▶ Письменное задание 1
Ответьте по исходному тексту:
(a) Какой роман Уэллса автор ставит выше всех его книг?
(b) Как Уэллс назвал Ап-парк в романе «Тоно-Бэнге»?
(c) Сколько окон у дома в Блейдсовере?
▶ Письменное задание 2
Воспроизведите без изменений фрагмент исходного текста от слов «Но над всеми» до слов «это недостойно человека!» включительно.

▶ Исходный текст
-=-=-=-=-

Кто-то может не согласиться со мной, — не буду спорить.
Но над всеми книгами Уэллса стоит для меня роман «Сон» — самая реалистическая и одновременно самая фантастическая его книга. Удивительный сон, пригрезившийся человеку далёкого будущего, на самом деле является всего лишь жизнью рядового английского обывателя конца XIX — начала XX века. В этом нет ни полграна фантастики или хотя бы романтики, всё прозаично и приземленно донельзя. Безжалостным приговором любому фарисейству звучат время от времени удивлённые реплики слушателей: «Неужели так могло быть?» Перед нами даже не сатира, перед нами — суд и приговор викторианскому обществу, пощёчина общественному мнению. Вы, считающие себе культурными людьми, на самом деле вы — дикари! Ваше рождение, воспитание, учёба, ваша культура и обычаи, которыми вы так гордитесь, ваша жизнь и даже смерть в результате пошлого бытового убийства — всё это недостойно человека!
Произведение настолько мощное, что о нём до сих пор предпочитают помалкивать».
4
«Большинство людей, — так начинается роман «Тоно-Бэнге» («Tono-Bungay»), — разыгрывают в жизни какую-то роль. Выражаясь театральным языком, у каждого человека есть свое амплуа, и он поступает так, как подсказывает ему характер исполняемой им роли. Каждый человек принадлежит к определенному классу, занимает определенное место в обществе, знает, что ему положено, а когда умирает, соответствующих размеров надгробие показывает, насколько хорошо он сыграл свою роль…» И Уэллс вновь, в который раз, возвращается к любимому с детства Ап-парку, назвав его на этот раз Блейдсовером.
Помню, как вчитывался я в каждую страницу «Тоно-Бэнге» — где-то году в 1958, купив в «Когизе» знаменитый худлитовский двухтомник Уэллса. «Блейдсовер находится на Кентской возвышенности, примерно милях в восьми от Ашборо. (Каждое слово меня необыкновенно волновало. — Г. П.) Из его деревянной старенькой беседки, построенной на вершине холма, открывается (правда, скорее теоретически, чем в действительности) вид на Ла-Манш к югу и на Темзу. Его парк — второй по величине в Кенте; он состоит из эффектно рассаженных буков, вязов и каштанов, изобилует небольшими лужайками и заросшими папоротником ложбинками, где текут ручьи и вьется небольшая речка. Дом из светло-красного кирпича построен в восемнадцатом веке в стиле французского замка; все сто семнадцать окон выходят на обширную и благоустроенную территорию усадьбы, и только с башни видны голубые просторы, среди которых кое-где поблескивает вода. Огромный парк и большой дом, занимавшие господствующее положение над церковью, деревней и всей окружающей местностью, невольно внушали мысль о том, что они самое главное в этом мире; они олицетворяли господ, которые милостиво позволяли дышать и работать всему остальному миру — фермерам и рабочему люду, торговцам Ашборо, старшим и младшим слугам. Дом казался неотъемлемой частью всего окружающего, а контраст между его обширным холлом, гостиными, галереями, просторными комнатами экономки, служебными помещениями и претенциозным, но жалким жилищем священника, тесными и душными домиками почтовых служащих и местного бакалейщика был так велик, что иного предположения и не могло возникнуть…»

-=-=-=-=-

▶ Представленные данные
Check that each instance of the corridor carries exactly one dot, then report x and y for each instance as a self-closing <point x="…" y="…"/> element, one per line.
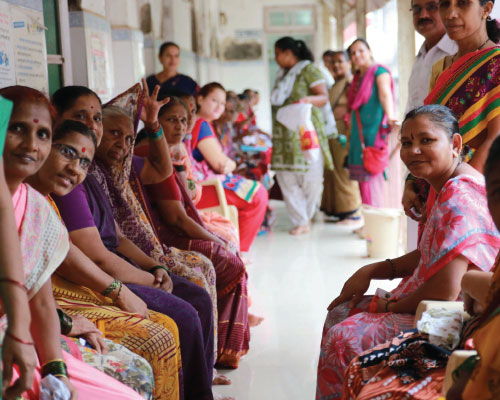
<point x="292" y="280"/>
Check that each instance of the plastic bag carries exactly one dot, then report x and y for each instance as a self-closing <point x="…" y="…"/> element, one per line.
<point x="297" y="118"/>
<point x="443" y="327"/>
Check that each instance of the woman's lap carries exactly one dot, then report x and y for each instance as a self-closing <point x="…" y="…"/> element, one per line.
<point x="345" y="337"/>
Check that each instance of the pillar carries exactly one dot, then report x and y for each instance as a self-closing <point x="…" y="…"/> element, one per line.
<point x="339" y="16"/>
<point x="327" y="27"/>
<point x="406" y="52"/>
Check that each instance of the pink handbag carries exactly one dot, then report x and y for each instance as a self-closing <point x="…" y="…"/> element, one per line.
<point x="375" y="160"/>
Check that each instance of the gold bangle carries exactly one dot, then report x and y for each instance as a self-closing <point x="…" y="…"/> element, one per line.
<point x="55" y="360"/>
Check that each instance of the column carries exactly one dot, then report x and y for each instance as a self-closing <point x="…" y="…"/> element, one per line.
<point x="361" y="18"/>
<point x="339" y="16"/>
<point x="406" y="52"/>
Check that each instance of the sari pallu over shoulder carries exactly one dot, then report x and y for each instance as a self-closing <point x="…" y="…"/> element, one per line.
<point x="43" y="239"/>
<point x="44" y="245"/>
<point x="470" y="87"/>
<point x="232" y="297"/>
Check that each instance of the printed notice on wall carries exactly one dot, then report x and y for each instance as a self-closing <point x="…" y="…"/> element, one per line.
<point x="7" y="70"/>
<point x="30" y="53"/>
<point x="99" y="66"/>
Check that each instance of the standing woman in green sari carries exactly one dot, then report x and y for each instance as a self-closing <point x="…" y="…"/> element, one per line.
<point x="467" y="83"/>
<point x="298" y="80"/>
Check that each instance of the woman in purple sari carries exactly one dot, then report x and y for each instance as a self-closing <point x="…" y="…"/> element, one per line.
<point x="129" y="199"/>
<point x="94" y="231"/>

-=-=-=-=-

▶ Письменное решение 1
(a) «Сон».
(b) Блейдсовером.
(c) Сто семнадцать.

▶ Письменное решение 2
Но над всеми книгами Уэллса стоит для меня роман «Сон» — самая реалистическая и одновременно самая фантастическая его книга. Удивительный сон, пригрезившийся человеку далёкого будущего, на самом деле является всего лишь жизнью рядового английского обывателя конца XIX — начала XX века. В этом нет ни полграна фантастики или хотя бы романтики, всё прозаично и приземленно донельзя. Безжалостным приговором любому фарисейству звучат время от времени удивлённые реплики слушателей: «Неужели так могло быть?» Перед нами даже не сатира, перед нами — суд и приговор викторианскому обществу, пощёчина общественному мнению. Вы, считающие себе культурными людьми, на самом деле вы — дикари! Ваше рождение, воспитание, учёба, ваша культура и обычаи, которыми вы так гордитесь, ваша жизнь и даже смерть в результате пошлого бытового убийства — всё это недостойно человека!